OBJECTIVE
Show every line below that contains the word "ring", copying each such line in full.

RECORDS FOR PROCESSING
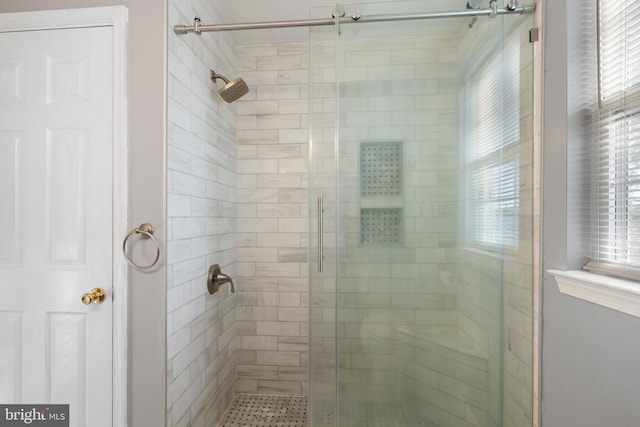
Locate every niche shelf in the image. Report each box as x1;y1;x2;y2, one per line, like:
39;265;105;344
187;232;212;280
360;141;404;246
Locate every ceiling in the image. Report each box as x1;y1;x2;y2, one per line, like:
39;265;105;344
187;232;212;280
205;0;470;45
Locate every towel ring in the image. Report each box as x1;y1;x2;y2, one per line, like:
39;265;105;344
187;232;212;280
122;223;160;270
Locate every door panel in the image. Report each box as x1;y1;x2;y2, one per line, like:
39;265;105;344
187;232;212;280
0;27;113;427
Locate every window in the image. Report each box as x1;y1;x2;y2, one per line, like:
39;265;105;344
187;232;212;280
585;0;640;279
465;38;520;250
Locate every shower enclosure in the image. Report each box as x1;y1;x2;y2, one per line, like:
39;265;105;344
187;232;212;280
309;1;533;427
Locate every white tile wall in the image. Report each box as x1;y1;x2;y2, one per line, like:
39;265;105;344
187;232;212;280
---
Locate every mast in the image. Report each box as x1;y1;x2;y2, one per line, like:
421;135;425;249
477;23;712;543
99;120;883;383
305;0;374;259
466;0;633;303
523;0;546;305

THE ANSWER
Locate every towel ring in the image. Report each box as x1;y1;x2;y2, one per line, like:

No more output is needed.